(Extracted lines)

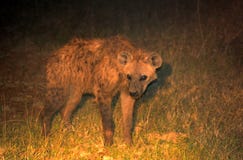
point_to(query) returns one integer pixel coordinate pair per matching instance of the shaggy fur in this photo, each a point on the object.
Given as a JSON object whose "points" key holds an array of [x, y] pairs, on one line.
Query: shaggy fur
{"points": [[102, 67]]}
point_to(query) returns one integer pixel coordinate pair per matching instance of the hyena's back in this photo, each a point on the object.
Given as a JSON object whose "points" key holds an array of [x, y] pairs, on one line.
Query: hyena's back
{"points": [[73, 64]]}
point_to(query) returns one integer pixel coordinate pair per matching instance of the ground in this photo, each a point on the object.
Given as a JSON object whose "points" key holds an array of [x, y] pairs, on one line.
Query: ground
{"points": [[193, 111]]}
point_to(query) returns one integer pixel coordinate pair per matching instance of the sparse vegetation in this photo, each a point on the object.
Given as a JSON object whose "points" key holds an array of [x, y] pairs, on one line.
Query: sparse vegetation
{"points": [[194, 111]]}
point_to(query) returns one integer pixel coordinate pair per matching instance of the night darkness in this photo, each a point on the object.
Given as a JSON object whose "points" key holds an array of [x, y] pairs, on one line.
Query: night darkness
{"points": [[201, 42]]}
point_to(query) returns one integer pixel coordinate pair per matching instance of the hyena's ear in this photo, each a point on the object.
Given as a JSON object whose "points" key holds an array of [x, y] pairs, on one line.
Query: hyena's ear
{"points": [[124, 57], [155, 60]]}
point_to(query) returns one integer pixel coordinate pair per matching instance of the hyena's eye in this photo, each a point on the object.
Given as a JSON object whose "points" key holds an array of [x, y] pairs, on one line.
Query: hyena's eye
{"points": [[129, 77], [143, 78]]}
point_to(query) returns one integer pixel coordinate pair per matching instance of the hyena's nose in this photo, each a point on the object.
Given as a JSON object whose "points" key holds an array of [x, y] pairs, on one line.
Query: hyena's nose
{"points": [[134, 94]]}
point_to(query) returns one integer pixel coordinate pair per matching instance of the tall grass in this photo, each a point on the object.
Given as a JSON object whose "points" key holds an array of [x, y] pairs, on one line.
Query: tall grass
{"points": [[194, 110]]}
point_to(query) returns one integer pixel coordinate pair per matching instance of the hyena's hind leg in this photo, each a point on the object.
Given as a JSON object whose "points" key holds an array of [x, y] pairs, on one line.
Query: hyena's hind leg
{"points": [[107, 120], [127, 105], [53, 103]]}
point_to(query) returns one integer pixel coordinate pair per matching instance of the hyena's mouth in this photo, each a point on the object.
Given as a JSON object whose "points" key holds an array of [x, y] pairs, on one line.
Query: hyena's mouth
{"points": [[135, 95]]}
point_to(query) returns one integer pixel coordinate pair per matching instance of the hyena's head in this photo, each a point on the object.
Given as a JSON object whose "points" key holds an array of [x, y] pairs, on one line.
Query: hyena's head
{"points": [[140, 70]]}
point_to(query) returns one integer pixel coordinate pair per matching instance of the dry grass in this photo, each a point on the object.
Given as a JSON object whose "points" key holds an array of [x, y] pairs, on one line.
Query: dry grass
{"points": [[193, 112]]}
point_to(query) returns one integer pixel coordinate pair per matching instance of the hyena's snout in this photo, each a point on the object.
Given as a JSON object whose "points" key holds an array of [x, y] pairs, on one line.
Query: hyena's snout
{"points": [[135, 89]]}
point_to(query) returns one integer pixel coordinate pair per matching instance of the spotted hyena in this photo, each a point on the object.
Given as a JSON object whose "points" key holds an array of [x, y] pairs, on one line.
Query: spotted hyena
{"points": [[102, 67]]}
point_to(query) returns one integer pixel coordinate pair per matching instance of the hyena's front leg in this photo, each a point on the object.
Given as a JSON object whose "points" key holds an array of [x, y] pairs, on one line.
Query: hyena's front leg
{"points": [[107, 121], [127, 104], [70, 106]]}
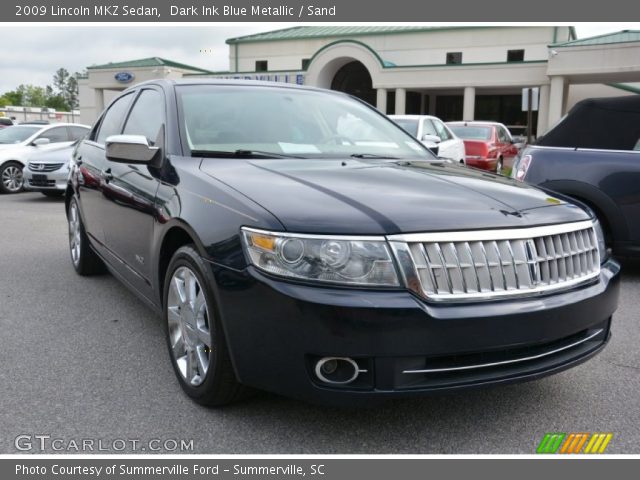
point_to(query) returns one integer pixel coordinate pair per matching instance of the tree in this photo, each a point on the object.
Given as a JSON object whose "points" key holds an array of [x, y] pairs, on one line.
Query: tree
{"points": [[34, 96], [63, 95], [66, 86], [14, 97]]}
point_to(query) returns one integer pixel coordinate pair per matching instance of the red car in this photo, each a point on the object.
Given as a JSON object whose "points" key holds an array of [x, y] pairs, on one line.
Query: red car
{"points": [[488, 145]]}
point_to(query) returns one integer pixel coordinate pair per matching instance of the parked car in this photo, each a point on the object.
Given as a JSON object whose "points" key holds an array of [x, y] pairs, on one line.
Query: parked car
{"points": [[5, 122], [593, 155], [48, 171], [296, 240], [434, 134], [19, 142], [488, 145]]}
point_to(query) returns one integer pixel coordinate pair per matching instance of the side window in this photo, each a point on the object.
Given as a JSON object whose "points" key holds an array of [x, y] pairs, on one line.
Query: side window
{"points": [[112, 121], [56, 135], [442, 131], [76, 133], [427, 128], [147, 115]]}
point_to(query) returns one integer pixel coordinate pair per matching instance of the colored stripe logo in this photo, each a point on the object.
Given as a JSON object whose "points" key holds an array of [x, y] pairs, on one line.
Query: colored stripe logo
{"points": [[574, 443]]}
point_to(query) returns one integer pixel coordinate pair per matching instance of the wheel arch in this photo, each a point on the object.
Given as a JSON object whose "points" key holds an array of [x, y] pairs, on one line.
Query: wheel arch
{"points": [[177, 234]]}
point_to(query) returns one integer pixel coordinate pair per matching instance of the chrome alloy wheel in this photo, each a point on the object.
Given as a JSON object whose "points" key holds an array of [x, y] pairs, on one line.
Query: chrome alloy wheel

■ **GOAL**
Output the lines above without any change, starting from the line that contains "of the tree" and running through the last line, with both of those lines included.

■ **EXERCISE RESPONSE**
point_to(query) returns one integer pixel coordinate pair per matching instance of the tree in this photo, each a point on the object.
Given as a JSON object whose "points" key holds an array of [x, y] pairs, on one line.
Query: tree
{"points": [[34, 96], [63, 95], [66, 86], [14, 97]]}
point_to(query) returns one integer pixel coordinate pair per matching instance of the red car in this photo, each a point on the object.
Given as a JSON object whose "points" key holds an array of [x, y] pairs, on one line.
Query: red car
{"points": [[488, 145]]}
point_to(query) returns one integer pixel coordinate pair per matching instance of the parked car in this photo, each a point on the object.
Given as a JSON object whose "points" key holds an array of [x, y] pairs, on one line.
Query: parked car
{"points": [[5, 122], [593, 155], [48, 171], [296, 240], [434, 134], [19, 142], [488, 145]]}
point_to(query) returns one integer pixel coordinate pair per matching instance of the side window in this photo, each a point on the object.
Given as a JSON object whose "points" key holds an array of [x, y] pairs, on one line.
Query: side window
{"points": [[112, 121], [56, 135], [442, 131], [76, 133], [427, 128], [147, 115]]}
point_to(query) returns one integer pixel coordinate pair per matching instance of the colored stripe logo in this photo, each a point on the object.
Given as a JSON object whose "points" key holds an array of [x, y] pairs, on one line.
Query: colored stripe logo
{"points": [[574, 443]]}
point_to(query) returns one integer pixel coordinate pair per matching instance of the wheel arch in this photo, each a point on the object.
Given as a JSON object whose "points" key holds an array of [x, y] pairs, on one line.
Query: wheel arch
{"points": [[177, 234]]}
point_to(query) returns one integer pixel coordinate pair per matching instance of the chrome alloy wheel in this photo, each a point on the object.
Given as a JSON object whose "points" key holds an array of [x, y] pairs, on one line.
Query: chrome alloy wheel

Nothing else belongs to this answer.